Document section Block Start
Yes, I can churn out a lot more stuff as can most of my peers. Experiments etc are all way faster to run with coding agents. But I think the overall creativity and originality is a lot lower. I think this is what many people are facing, if you don't use LLMs your short term productivity is worse.
There’s the saying that we overestimate what we can achieve in the short term, but underestimate what we can achieve in the long term. Optimizing for the short term is therefore counterproductive if it impairs us for the long term.
“ But I think the overall creativity and originality is a lot lower.

Therein lies the trade off. Your implicit gamble is that you expect machines to continue to get better in the future. What if they don’t?

They're incredibly more productive. LLMs are amplifiers, so where they'd have branched and tried out N things, they can easily try 5N pathways of RnD. LLMs are extending the frontiers of science fast -- math -> phy -> chem -> bio in that order.
In my own experience, the only path I truly gain intellectual benefits is the one where I work closely with the LLM, test very narrow hypotheses, and leverage it for learning over producing.
Document section Block End
Given information Block Start
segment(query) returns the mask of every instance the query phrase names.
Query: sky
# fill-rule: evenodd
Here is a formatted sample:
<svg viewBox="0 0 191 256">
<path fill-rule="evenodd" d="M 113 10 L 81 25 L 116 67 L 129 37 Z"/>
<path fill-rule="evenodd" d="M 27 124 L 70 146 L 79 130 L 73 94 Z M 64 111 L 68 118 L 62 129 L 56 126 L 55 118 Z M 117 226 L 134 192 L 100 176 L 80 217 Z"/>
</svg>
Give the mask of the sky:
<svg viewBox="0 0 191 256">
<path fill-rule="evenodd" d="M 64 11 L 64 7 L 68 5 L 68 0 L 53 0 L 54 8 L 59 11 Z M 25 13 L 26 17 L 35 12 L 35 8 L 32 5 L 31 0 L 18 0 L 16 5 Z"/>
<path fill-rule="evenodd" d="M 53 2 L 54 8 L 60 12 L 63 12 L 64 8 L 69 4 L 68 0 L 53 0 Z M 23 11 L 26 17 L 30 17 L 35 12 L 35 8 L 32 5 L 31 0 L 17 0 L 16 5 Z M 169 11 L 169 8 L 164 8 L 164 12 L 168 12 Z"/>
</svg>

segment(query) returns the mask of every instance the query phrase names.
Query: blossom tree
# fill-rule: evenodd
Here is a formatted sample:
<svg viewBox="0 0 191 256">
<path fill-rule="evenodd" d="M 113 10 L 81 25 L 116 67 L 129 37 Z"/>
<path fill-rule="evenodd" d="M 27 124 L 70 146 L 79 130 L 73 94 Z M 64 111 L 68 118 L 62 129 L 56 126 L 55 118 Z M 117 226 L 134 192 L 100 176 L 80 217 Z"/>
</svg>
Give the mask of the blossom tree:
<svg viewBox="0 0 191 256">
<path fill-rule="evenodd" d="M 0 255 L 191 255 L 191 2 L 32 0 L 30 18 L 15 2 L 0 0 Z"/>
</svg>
Given information Block End
Change "peers" to "colleagues" in the part of the passage on LLMs and productivity that opens with the words "Yes, I can churn" and closes with "if they don’t?", then write out that part again. Work from the text on LLMs and productivity alone, leaving the material aside.

Yes, I can churn out a lot more stuff as can most of my colleagues. Experiments etc are all way faster to run with coding agents. But I think the overall creativity and originality is a lot lower. I think this is what many people are facing, if you don't use LLMs your short term productivity is worse.
There’s the saying that we overestimate what we can achieve in the short term, but underestimate what we can achieve in the long term. Optimizing for the short term is therefore counterproductive if it impairs us for the long term.
“ But I think the overall creativity and originality is a lot lower.

Therein lies the trade off. Your implicit gamble is that you expect machines to continue to get better in the future. What if they don’t?